* _PROMPT_: Copy the data from the very beginning through the line containing "point(1103, 431)", swapping "wooden cutting board" for "wooden chopping board" and leaving everything else unchanged.
___
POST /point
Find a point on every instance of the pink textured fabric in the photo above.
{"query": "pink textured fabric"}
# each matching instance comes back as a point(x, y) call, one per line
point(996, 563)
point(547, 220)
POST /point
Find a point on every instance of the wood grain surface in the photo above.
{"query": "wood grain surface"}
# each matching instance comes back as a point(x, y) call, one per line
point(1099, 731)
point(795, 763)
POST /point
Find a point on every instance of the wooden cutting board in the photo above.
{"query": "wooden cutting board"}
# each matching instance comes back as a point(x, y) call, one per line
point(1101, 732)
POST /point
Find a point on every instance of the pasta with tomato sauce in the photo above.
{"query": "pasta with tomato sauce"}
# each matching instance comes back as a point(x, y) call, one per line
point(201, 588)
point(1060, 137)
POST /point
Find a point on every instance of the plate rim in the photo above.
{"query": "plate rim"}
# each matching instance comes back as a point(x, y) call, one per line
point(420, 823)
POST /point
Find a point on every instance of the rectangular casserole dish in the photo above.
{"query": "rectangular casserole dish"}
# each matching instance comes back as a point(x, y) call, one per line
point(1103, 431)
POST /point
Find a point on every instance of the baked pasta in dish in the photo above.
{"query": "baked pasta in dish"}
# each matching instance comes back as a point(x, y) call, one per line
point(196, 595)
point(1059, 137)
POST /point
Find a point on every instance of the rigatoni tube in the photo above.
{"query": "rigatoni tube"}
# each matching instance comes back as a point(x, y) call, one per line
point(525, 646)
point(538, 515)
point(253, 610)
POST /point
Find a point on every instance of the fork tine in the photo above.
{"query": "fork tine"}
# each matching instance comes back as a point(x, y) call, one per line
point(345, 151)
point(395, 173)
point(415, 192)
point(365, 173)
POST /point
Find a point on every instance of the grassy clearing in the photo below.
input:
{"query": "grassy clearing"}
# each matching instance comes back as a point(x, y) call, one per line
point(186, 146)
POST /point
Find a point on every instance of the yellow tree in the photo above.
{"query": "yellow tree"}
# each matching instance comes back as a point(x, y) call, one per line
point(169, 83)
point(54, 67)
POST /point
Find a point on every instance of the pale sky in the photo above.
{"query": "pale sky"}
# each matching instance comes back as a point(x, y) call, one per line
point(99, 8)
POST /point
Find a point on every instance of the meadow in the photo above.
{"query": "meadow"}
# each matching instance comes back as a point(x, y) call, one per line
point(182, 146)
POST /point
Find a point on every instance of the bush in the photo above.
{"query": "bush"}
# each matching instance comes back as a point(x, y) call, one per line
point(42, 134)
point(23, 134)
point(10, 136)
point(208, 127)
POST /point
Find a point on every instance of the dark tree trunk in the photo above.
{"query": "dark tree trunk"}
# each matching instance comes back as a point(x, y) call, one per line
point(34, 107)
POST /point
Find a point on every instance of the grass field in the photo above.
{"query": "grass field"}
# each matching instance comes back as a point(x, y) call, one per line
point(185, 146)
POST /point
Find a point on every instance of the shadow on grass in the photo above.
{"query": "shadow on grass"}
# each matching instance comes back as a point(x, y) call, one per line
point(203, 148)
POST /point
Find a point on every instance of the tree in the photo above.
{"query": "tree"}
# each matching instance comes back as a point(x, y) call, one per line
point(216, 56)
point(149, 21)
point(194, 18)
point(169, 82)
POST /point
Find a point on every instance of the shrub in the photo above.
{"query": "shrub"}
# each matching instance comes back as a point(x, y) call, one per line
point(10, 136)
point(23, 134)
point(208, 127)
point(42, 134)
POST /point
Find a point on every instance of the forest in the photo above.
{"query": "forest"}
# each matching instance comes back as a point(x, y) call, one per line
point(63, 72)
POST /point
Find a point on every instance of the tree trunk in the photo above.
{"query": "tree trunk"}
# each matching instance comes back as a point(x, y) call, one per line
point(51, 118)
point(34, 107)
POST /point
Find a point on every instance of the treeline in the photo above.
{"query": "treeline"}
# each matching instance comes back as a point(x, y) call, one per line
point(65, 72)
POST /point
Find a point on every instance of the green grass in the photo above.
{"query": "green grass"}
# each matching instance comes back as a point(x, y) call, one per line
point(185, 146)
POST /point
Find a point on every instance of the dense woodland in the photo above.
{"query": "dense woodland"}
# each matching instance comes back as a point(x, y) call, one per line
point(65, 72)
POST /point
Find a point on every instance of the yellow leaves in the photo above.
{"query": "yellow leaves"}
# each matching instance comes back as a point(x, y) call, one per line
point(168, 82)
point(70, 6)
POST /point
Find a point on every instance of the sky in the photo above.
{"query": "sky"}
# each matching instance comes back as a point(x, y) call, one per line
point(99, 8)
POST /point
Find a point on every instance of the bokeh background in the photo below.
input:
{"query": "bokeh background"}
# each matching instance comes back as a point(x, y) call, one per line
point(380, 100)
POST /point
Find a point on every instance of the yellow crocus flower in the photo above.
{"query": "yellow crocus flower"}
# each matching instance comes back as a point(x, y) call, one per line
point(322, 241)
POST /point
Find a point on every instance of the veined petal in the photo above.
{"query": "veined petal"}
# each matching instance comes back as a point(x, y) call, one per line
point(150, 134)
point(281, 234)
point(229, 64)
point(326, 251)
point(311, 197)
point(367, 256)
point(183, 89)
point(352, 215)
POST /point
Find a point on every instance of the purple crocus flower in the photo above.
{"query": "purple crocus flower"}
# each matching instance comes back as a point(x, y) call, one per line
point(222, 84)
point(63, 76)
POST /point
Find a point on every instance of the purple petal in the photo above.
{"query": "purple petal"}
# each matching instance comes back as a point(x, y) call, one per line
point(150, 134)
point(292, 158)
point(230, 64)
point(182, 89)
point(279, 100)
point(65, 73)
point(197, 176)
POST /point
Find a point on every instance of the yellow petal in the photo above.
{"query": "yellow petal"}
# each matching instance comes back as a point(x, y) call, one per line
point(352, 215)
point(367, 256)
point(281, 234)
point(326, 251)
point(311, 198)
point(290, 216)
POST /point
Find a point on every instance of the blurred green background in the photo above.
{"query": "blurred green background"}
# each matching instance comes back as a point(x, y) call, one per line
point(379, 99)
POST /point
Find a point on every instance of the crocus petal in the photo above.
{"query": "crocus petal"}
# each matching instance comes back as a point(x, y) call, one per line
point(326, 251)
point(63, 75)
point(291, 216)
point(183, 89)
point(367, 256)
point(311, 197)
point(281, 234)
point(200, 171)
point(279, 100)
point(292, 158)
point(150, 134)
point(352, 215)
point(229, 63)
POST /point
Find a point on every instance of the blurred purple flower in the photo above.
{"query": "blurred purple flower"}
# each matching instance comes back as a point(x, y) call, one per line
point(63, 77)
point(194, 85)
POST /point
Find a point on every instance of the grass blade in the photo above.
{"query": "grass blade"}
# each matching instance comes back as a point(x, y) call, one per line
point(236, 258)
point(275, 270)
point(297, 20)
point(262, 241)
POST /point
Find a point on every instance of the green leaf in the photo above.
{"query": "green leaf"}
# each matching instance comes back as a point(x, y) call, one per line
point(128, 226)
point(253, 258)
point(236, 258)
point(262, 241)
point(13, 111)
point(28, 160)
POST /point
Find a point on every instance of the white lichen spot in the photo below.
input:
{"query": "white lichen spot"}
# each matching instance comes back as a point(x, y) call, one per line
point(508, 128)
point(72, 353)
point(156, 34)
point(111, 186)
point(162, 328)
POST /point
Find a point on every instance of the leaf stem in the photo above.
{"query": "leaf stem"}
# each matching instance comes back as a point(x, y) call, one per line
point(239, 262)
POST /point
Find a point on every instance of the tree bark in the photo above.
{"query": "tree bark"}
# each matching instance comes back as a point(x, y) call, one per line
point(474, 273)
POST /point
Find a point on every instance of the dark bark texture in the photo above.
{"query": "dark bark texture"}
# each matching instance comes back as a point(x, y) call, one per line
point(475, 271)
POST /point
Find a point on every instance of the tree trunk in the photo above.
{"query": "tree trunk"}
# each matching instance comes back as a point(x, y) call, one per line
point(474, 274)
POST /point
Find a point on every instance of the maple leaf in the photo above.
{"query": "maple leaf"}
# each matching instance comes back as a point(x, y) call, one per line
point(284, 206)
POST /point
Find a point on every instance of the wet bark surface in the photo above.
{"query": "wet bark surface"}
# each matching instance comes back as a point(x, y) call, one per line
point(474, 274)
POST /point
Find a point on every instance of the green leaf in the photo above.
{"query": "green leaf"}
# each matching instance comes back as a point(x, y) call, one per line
___
* _OUTPUT OF THE TASK_:
POST /point
Find a point on every instance of the pink textured fabric in the photo above.
{"query": "pink textured fabric"}
# each matching instance comes back as a point(x, y) call, one per line
point(996, 563)
point(547, 220)
POST /point
Find a point on every instance of the wood grain surface in the photo above.
{"query": "wood grain surface"}
# each matching instance comes back as a point(x, y) call, one per line
point(1099, 731)
point(795, 763)
POST /point
Find a point on every instance of the wooden chopping board in the photo above.
{"query": "wooden chopping board"}
# each matching instance comes back as a point(x, y) call, one per line
point(1101, 732)
POST /point
Find a point on every instance of the pasta with tomato sauce in the photo above.
{"query": "pasta with tomato sauce"}
# each matching instance comes back as a point(x, y) call, one per line
point(201, 588)
point(1060, 137)
POST /point
Find a point on every instance of the plate rim in the photo above.
{"query": "plate rim"}
# each matching instance comes back as a point(x, y) call, one per line
point(420, 823)
POST /point
Find a point on every instance of the rectangular casserole dish in the photo above.
{"query": "rectangular casserole dish"}
# each matching instance comes back as a point(x, y) call, one per line
point(1103, 431)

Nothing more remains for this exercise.